■ DIRECTION ■
The entries below should be quoted exactly, with no pictures carried over.

■ EXTRACTED RECORDS ■

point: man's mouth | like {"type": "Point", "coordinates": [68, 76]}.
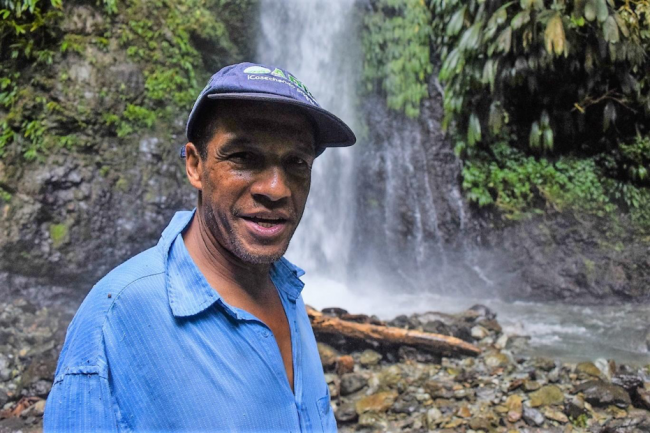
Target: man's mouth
{"type": "Point", "coordinates": [265, 222]}
{"type": "Point", "coordinates": [266, 225]}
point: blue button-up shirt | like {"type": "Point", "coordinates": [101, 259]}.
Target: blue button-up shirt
{"type": "Point", "coordinates": [154, 348]}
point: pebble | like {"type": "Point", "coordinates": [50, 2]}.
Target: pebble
{"type": "Point", "coordinates": [352, 382]}
{"type": "Point", "coordinates": [399, 389]}
{"type": "Point", "coordinates": [533, 417]}
{"type": "Point", "coordinates": [369, 357]}
{"type": "Point", "coordinates": [547, 395]}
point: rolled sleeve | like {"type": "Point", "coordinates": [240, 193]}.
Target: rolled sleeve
{"type": "Point", "coordinates": [80, 403]}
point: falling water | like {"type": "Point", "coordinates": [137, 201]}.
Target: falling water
{"type": "Point", "coordinates": [315, 41]}
{"type": "Point", "coordinates": [385, 229]}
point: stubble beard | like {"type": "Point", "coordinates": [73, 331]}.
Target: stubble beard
{"type": "Point", "coordinates": [234, 244]}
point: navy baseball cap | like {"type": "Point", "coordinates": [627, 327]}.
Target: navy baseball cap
{"type": "Point", "coordinates": [255, 82]}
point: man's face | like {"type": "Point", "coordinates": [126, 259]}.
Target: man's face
{"type": "Point", "coordinates": [256, 177]}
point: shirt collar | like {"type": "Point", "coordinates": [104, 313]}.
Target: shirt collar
{"type": "Point", "coordinates": [189, 292]}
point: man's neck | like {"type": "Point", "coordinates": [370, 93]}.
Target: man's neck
{"type": "Point", "coordinates": [223, 270]}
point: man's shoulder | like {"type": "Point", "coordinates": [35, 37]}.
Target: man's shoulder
{"type": "Point", "coordinates": [123, 291]}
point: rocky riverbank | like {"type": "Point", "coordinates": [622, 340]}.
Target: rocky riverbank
{"type": "Point", "coordinates": [377, 388]}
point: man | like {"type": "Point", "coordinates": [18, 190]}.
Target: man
{"type": "Point", "coordinates": [207, 331]}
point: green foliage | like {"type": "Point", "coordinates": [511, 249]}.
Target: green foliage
{"type": "Point", "coordinates": [569, 77]}
{"type": "Point", "coordinates": [397, 52]}
{"type": "Point", "coordinates": [547, 101]}
{"type": "Point", "coordinates": [517, 183]}
{"type": "Point", "coordinates": [58, 234]}
{"type": "Point", "coordinates": [161, 36]}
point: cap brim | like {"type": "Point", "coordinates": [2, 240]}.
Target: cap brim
{"type": "Point", "coordinates": [331, 131]}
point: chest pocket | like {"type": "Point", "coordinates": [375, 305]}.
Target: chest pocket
{"type": "Point", "coordinates": [328, 422]}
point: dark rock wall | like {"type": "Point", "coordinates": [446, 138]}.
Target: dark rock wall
{"type": "Point", "coordinates": [80, 212]}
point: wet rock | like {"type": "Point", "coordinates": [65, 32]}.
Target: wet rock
{"type": "Point", "coordinates": [478, 332]}
{"type": "Point", "coordinates": [464, 412]}
{"type": "Point", "coordinates": [379, 402]}
{"type": "Point", "coordinates": [514, 407]}
{"type": "Point", "coordinates": [491, 325]}
{"type": "Point", "coordinates": [497, 359]}
{"type": "Point", "coordinates": [636, 421]}
{"type": "Point", "coordinates": [555, 415]}
{"type": "Point", "coordinates": [437, 327]}
{"type": "Point", "coordinates": [587, 370]}
{"type": "Point", "coordinates": [576, 406]}
{"type": "Point", "coordinates": [369, 357]}
{"type": "Point", "coordinates": [40, 388]}
{"type": "Point", "coordinates": [346, 412]}
{"type": "Point", "coordinates": [544, 364]}
{"type": "Point", "coordinates": [334, 311]}
{"type": "Point", "coordinates": [546, 396]}
{"type": "Point", "coordinates": [628, 381]}
{"type": "Point", "coordinates": [438, 390]}
{"type": "Point", "coordinates": [352, 382]}
{"type": "Point", "coordinates": [603, 394]}
{"type": "Point", "coordinates": [483, 311]}
{"type": "Point", "coordinates": [4, 398]}
{"type": "Point", "coordinates": [643, 397]}
{"type": "Point", "coordinates": [405, 322]}
{"type": "Point", "coordinates": [344, 364]}
{"type": "Point", "coordinates": [405, 404]}
{"type": "Point", "coordinates": [433, 418]}
{"type": "Point", "coordinates": [502, 342]}
{"type": "Point", "coordinates": [328, 355]}
{"type": "Point", "coordinates": [531, 385]}
{"type": "Point", "coordinates": [533, 417]}
{"type": "Point", "coordinates": [480, 423]}
{"type": "Point", "coordinates": [390, 377]}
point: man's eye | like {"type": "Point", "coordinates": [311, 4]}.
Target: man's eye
{"type": "Point", "coordinates": [299, 162]}
{"type": "Point", "coordinates": [242, 157]}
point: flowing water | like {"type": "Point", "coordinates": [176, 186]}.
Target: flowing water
{"type": "Point", "coordinates": [393, 213]}
{"type": "Point", "coordinates": [304, 36]}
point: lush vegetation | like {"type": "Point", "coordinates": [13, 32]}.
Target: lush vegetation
{"type": "Point", "coordinates": [547, 101]}
{"type": "Point", "coordinates": [42, 105]}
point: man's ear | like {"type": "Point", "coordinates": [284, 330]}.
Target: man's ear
{"type": "Point", "coordinates": [193, 166]}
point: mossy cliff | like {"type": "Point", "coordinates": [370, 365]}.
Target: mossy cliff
{"type": "Point", "coordinates": [93, 101]}
{"type": "Point", "coordinates": [546, 105]}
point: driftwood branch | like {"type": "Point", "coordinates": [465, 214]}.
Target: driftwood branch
{"type": "Point", "coordinates": [436, 343]}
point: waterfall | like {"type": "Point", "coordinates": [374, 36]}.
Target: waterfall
{"type": "Point", "coordinates": [387, 212]}
{"type": "Point", "coordinates": [316, 40]}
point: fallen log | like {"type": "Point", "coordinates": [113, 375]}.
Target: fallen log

■ COMPLETE ANSWER ■
point: man's mouth | like {"type": "Point", "coordinates": [68, 76]}.
Target: man's mouth
{"type": "Point", "coordinates": [265, 222]}
{"type": "Point", "coordinates": [266, 225]}
point: blue button-up shirt | like {"type": "Point", "coordinates": [101, 259]}.
Target: blue button-up shirt
{"type": "Point", "coordinates": [154, 348]}
point: pebble | like {"type": "Point", "coordinates": [50, 2]}.
Target: pebble
{"type": "Point", "coordinates": [352, 382]}
{"type": "Point", "coordinates": [399, 389]}
{"type": "Point", "coordinates": [533, 417]}
{"type": "Point", "coordinates": [369, 357]}
{"type": "Point", "coordinates": [547, 395]}
point: rolled sleeve | like {"type": "Point", "coordinates": [240, 193]}.
Target: rolled sleeve
{"type": "Point", "coordinates": [80, 403]}
point: falling water | like {"type": "Point", "coordinates": [137, 201]}.
Target: falling water
{"type": "Point", "coordinates": [315, 41]}
{"type": "Point", "coordinates": [385, 229]}
point: stubble beard | like {"type": "Point", "coordinates": [73, 331]}.
Target: stubble beard
{"type": "Point", "coordinates": [234, 244]}
point: navy baseball cap | like {"type": "Point", "coordinates": [627, 327]}.
Target: navy baseball cap
{"type": "Point", "coordinates": [255, 82]}
point: man's face | like {"type": "Point", "coordinates": [126, 259]}.
Target: man's face
{"type": "Point", "coordinates": [256, 177]}
point: shirt collar | like {"type": "Point", "coordinates": [104, 313]}.
Target: shirt collar
{"type": "Point", "coordinates": [189, 292]}
point: man's neck | like {"type": "Point", "coordinates": [370, 93]}.
Target: man's neck
{"type": "Point", "coordinates": [223, 270]}
point: man's shoulder | like {"type": "Point", "coordinates": [35, 37]}.
Target: man's shoulder
{"type": "Point", "coordinates": [123, 291]}
point: rocky riverbank | like {"type": "Point", "coordinates": [622, 340]}.
Target: rocky riverbank
{"type": "Point", "coordinates": [377, 388]}
point: man | like {"type": "Point", "coordinates": [18, 190]}.
Target: man
{"type": "Point", "coordinates": [207, 331]}
point: green foliage | like {"type": "Point", "coordinates": [511, 249]}.
Target: green foliage
{"type": "Point", "coordinates": [569, 77]}
{"type": "Point", "coordinates": [397, 52]}
{"type": "Point", "coordinates": [547, 101]}
{"type": "Point", "coordinates": [517, 183]}
{"type": "Point", "coordinates": [58, 234]}
{"type": "Point", "coordinates": [161, 36]}
point: cap brim | like {"type": "Point", "coordinates": [2, 240]}.
Target: cap brim
{"type": "Point", "coordinates": [331, 131]}
point: chest pocket | like {"type": "Point", "coordinates": [375, 305]}.
Target: chest pocket
{"type": "Point", "coordinates": [328, 422]}
point: dark rock wall | like {"type": "Point", "coordinates": [446, 138]}.
Target: dark rock wall
{"type": "Point", "coordinates": [80, 212]}
point: wet rock | like {"type": "Point", "coordinates": [65, 32]}.
Target: wet rock
{"type": "Point", "coordinates": [478, 332]}
{"type": "Point", "coordinates": [464, 412]}
{"type": "Point", "coordinates": [379, 402]}
{"type": "Point", "coordinates": [514, 407]}
{"type": "Point", "coordinates": [491, 325]}
{"type": "Point", "coordinates": [497, 359]}
{"type": "Point", "coordinates": [636, 421]}
{"type": "Point", "coordinates": [555, 415]}
{"type": "Point", "coordinates": [437, 327]}
{"type": "Point", "coordinates": [587, 370]}
{"type": "Point", "coordinates": [576, 406]}
{"type": "Point", "coordinates": [369, 357]}
{"type": "Point", "coordinates": [40, 388]}
{"type": "Point", "coordinates": [346, 412]}
{"type": "Point", "coordinates": [544, 364]}
{"type": "Point", "coordinates": [334, 311]}
{"type": "Point", "coordinates": [546, 396]}
{"type": "Point", "coordinates": [628, 381]}
{"type": "Point", "coordinates": [438, 390]}
{"type": "Point", "coordinates": [352, 382]}
{"type": "Point", "coordinates": [603, 394]}
{"type": "Point", "coordinates": [483, 311]}
{"type": "Point", "coordinates": [4, 398]}
{"type": "Point", "coordinates": [643, 397]}
{"type": "Point", "coordinates": [405, 322]}
{"type": "Point", "coordinates": [344, 364]}
{"type": "Point", "coordinates": [405, 404]}
{"type": "Point", "coordinates": [433, 418]}
{"type": "Point", "coordinates": [502, 342]}
{"type": "Point", "coordinates": [328, 355]}
{"type": "Point", "coordinates": [531, 385]}
{"type": "Point", "coordinates": [533, 417]}
{"type": "Point", "coordinates": [480, 423]}
{"type": "Point", "coordinates": [390, 377]}
point: man's eye | like {"type": "Point", "coordinates": [311, 4]}.
Target: man's eye
{"type": "Point", "coordinates": [299, 162]}
{"type": "Point", "coordinates": [242, 157]}
point: flowing water | like {"type": "Point", "coordinates": [176, 186]}.
Target: flowing water
{"type": "Point", "coordinates": [393, 213]}
{"type": "Point", "coordinates": [304, 36]}
point: lush vegetation | like {"type": "Point", "coordinates": [13, 32]}.
Target: lush vegetation
{"type": "Point", "coordinates": [547, 101]}
{"type": "Point", "coordinates": [42, 105]}
point: man's ear | like {"type": "Point", "coordinates": [284, 330]}.
Target: man's ear
{"type": "Point", "coordinates": [193, 166]}
point: mossy cliff | like {"type": "Point", "coordinates": [370, 365]}.
Target: mossy cliff
{"type": "Point", "coordinates": [93, 101]}
{"type": "Point", "coordinates": [546, 105]}
point: driftwood branch | like {"type": "Point", "coordinates": [465, 214]}.
Target: driftwood branch
{"type": "Point", "coordinates": [436, 343]}
point: waterfall | like {"type": "Point", "coordinates": [374, 36]}.
Target: waterfall
{"type": "Point", "coordinates": [387, 212]}
{"type": "Point", "coordinates": [316, 40]}
point: fallen log | like {"type": "Point", "coordinates": [113, 375]}.
Target: fallen log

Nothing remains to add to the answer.